• Requirement
Answer these questions using the text on graph-based intent modeling.
1. In the listed workflow, what does the human review?
2. For an external node such as PaymentProcessing, where does the system perform validation?
3. What sample invariant is given for Week 1?

• Text
↓

LLMs operate downstream of the model. Their role is to propose code that conforms to the graph and satisfies generated tests. They are not trusted to preserve invariants — the model enforces them.
The workflow reverses the usual dynamic:
- Human or LLM modifies the graph
- Structural validation runs immediately
- Semantic validation surfaces warnings
- Test suite regenerates
- LLM proposes implementation
- Tests verify conformance
- Human reviews the graph diff, not the code diff
Instead of encoding intent into prompts and hoping it survives, intent is encoded structurally and verified mechanically. The LLM is a worker, not an oracle.
Escape hatches keep the system practical. Explicit breakouts define a “here be dragons” node — custom code with a defined contract:
PaymentProcessing:
type: external
inputs: [order_id, amount, payment_method]
outputs: [success, failure, pending]
maintains: ["order.total = sum(line_items.price)"]
The system cannot validate inside the box, but it validates at the boundaries. Override with justification allows a rule violation if a human explicitly approves with a reason — logged as technical debt. Gradual formalisation starts with unclear markers and replaces them with formal constraints as understanding solidifies.
Adoption does not require a full rewrite. Start with a single bounded context — authorisation, workflows, billing rules.
Week 1: Pick one invariant that keeps breaking. “Users can only see their own data.” Model it as a graph constraint. Generate tests from it.
Week 2: Add related entities and relationships. Surface structural gaps. Fix the obvious ones.
Month 1: One bounded context is fully modelled. New features start from the graph. Code generation becomes viable.
Over time: The graph grows as a system of record for intent. The codebase gradually becomes a derived artifact.
Once the model exists: onboarding means reading the graph, not the code. Impact analysis is a graph traversal. Auditing is a query, not a code review.
The goal is not to eliminate code. It is to make code the output of a process that preserves intent, rather than the input to a process that tries to recover it.

↑

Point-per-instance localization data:
↓

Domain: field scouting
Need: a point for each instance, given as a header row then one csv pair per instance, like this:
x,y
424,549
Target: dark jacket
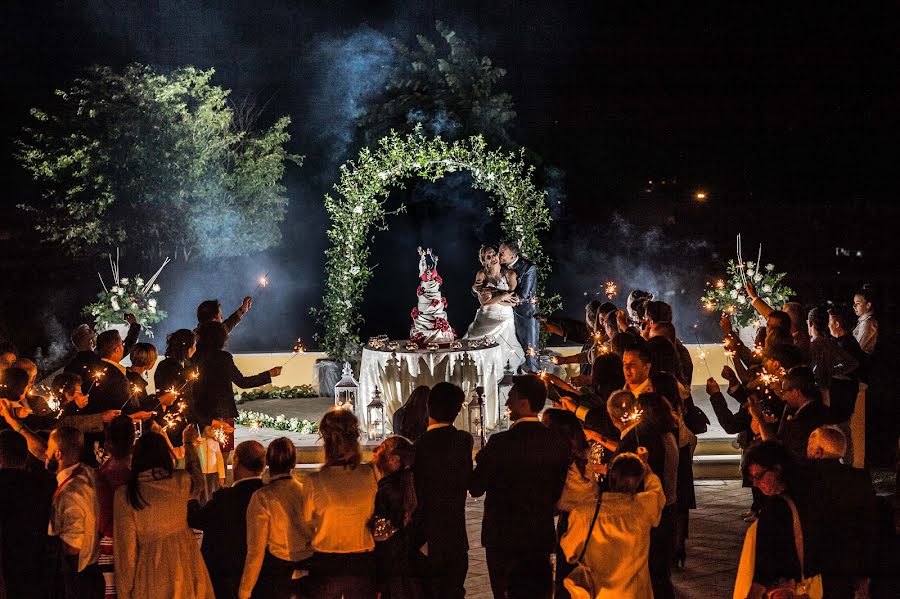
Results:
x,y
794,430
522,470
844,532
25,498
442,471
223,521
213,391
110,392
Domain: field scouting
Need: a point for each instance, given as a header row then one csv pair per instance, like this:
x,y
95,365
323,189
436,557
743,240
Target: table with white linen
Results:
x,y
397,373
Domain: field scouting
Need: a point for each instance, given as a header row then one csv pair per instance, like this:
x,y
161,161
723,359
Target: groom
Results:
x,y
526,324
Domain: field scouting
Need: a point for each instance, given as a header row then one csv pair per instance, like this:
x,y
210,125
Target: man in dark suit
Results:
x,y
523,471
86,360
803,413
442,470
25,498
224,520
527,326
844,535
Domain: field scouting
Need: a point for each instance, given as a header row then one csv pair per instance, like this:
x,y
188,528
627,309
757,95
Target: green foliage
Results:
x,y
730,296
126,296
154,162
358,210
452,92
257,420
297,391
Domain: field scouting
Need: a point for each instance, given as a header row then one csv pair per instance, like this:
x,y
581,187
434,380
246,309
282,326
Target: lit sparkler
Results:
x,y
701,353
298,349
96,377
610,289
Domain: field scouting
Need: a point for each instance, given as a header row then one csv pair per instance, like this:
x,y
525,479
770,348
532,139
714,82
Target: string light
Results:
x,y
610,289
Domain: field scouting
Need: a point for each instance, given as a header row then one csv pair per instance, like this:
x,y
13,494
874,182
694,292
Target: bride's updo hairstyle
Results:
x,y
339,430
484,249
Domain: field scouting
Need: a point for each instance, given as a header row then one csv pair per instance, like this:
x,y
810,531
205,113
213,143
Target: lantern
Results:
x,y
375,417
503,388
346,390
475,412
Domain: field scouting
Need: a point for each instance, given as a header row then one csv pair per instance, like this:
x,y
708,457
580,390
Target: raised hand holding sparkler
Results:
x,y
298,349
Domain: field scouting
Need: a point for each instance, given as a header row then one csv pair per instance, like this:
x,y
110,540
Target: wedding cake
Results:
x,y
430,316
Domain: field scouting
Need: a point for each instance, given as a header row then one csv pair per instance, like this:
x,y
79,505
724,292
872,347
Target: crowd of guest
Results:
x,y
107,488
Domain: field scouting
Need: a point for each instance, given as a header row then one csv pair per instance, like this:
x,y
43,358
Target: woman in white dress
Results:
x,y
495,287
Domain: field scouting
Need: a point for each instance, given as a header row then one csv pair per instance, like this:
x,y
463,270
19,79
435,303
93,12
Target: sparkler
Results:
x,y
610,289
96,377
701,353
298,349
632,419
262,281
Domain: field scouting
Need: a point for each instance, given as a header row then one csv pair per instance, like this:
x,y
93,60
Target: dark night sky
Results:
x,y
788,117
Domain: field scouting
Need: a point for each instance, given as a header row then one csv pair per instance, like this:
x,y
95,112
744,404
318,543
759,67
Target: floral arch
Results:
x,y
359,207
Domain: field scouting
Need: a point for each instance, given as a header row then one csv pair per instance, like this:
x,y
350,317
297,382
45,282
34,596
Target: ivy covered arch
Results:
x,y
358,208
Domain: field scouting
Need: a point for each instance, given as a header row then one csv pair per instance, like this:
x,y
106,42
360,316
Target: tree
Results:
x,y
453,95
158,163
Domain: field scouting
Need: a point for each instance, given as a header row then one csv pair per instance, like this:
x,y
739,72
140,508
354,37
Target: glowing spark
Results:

↑
↓

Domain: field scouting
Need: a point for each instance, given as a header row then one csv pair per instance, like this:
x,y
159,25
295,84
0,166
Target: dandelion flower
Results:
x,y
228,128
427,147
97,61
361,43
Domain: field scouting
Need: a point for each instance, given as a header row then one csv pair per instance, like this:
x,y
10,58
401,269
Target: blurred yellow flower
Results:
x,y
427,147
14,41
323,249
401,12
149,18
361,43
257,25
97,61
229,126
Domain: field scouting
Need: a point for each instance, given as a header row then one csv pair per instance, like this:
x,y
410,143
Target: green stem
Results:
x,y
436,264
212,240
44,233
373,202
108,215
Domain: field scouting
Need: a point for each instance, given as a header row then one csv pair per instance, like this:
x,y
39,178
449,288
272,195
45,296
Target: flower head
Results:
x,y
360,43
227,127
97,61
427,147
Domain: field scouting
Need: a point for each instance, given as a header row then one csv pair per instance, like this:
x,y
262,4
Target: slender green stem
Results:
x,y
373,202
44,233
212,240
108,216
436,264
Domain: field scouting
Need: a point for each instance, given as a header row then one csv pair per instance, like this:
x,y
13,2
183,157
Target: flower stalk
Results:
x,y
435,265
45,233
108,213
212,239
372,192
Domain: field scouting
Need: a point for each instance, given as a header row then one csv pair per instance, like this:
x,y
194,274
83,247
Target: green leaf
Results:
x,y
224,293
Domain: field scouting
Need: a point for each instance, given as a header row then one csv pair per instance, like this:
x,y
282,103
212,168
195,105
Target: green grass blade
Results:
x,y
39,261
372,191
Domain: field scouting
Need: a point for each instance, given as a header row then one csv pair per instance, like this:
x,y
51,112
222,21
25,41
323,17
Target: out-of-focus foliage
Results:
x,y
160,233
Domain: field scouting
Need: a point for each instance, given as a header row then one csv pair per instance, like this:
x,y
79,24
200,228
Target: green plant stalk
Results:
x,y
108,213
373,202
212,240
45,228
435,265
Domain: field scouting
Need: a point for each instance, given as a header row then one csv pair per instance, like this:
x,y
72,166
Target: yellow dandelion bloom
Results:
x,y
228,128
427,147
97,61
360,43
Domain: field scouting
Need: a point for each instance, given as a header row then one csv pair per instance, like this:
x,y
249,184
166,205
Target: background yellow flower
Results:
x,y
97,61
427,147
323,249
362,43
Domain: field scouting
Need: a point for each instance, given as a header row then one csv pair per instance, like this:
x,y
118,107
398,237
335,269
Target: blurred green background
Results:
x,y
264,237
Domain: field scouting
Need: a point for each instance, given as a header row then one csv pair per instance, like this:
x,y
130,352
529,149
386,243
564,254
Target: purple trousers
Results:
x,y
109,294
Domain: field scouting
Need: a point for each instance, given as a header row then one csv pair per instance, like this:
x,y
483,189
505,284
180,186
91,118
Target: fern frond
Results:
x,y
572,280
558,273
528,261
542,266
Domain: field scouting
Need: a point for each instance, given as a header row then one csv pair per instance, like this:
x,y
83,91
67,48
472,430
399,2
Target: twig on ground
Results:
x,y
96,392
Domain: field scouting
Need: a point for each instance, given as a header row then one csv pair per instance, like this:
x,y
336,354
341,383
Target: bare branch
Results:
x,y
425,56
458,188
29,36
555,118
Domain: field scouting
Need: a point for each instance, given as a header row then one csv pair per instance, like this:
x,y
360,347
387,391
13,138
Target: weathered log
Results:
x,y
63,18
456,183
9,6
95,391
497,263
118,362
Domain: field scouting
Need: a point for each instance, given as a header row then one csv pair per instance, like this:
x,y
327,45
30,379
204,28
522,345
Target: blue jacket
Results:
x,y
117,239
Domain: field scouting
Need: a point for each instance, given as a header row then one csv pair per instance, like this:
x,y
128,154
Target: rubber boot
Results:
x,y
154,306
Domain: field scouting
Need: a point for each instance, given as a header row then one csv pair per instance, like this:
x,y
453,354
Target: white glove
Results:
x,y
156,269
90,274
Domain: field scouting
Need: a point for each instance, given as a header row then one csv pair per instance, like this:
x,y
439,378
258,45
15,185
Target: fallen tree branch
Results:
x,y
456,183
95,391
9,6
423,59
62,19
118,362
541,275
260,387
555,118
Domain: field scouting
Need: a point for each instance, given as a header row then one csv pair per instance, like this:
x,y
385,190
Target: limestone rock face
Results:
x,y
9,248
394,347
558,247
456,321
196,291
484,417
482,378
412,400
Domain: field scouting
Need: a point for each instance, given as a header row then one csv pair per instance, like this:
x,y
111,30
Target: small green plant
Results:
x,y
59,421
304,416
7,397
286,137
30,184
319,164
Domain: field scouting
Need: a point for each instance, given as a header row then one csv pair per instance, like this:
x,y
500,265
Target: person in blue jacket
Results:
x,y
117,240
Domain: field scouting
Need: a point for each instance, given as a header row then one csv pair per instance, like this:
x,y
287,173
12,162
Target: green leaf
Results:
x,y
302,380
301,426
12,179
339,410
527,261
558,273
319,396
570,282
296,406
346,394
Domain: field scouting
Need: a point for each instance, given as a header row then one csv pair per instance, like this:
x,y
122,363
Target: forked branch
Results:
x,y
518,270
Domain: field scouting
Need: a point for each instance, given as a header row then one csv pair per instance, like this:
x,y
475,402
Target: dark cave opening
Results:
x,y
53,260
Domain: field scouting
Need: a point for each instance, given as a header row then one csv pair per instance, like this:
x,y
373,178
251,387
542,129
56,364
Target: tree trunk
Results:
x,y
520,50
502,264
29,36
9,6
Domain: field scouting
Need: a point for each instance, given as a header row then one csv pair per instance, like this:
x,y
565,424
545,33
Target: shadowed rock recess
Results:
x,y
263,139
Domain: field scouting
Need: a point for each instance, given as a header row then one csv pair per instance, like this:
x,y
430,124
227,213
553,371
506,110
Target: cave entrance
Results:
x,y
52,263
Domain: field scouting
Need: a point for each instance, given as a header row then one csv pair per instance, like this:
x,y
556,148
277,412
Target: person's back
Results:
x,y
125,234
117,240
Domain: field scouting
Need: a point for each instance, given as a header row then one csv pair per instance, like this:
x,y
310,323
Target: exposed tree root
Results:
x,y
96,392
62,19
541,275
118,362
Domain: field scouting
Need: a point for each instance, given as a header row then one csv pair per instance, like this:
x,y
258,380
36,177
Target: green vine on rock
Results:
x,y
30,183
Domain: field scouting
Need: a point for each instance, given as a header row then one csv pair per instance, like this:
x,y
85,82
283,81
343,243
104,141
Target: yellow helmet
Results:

↑

• Response
1. The graph diff, not the code diff.
2. At the boundaries, since it cannot validate inside the box.
3. "Users can only see their own data."